* begin PROVIDED RECORDS *

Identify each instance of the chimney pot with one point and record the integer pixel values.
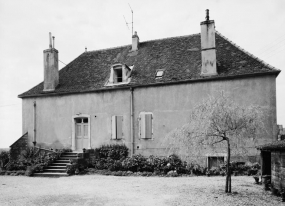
(51, 76)
(208, 47)
(135, 42)
(207, 15)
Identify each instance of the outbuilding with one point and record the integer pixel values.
(273, 163)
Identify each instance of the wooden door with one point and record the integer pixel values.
(81, 133)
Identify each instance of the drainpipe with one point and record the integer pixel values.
(34, 138)
(132, 120)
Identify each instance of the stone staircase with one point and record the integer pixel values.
(58, 167)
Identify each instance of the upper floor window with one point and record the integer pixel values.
(120, 74)
(159, 73)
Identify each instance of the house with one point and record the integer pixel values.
(273, 160)
(136, 94)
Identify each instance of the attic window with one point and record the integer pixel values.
(119, 74)
(159, 73)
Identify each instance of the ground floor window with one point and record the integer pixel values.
(117, 127)
(145, 125)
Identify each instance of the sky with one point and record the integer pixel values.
(255, 25)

* end PROVIDED RECORDS *

→ DIRECTIONS FOR THIS TASK
Output exactly the lines between the one containing "Identify each instance of the stone" and the final line above, both inclusive.

→ RESULT OF THIS TASK
Identify each instance of the stone staircase with one point and record the integer pixel values.
(58, 167)
Identify each instance of the upper floor window with one point and record the integer pixel values.
(120, 74)
(159, 73)
Identify each instance of the house with one point and record the integer pixel values.
(273, 160)
(136, 94)
Identify each instance of the attic window with one point and record the integer pixel values.
(119, 74)
(159, 73)
Identify each instance of the ground floor window with one point and record the integer pixel values.
(117, 127)
(145, 125)
Identify each instance of the sky with one point and record the integer pixel values.
(255, 25)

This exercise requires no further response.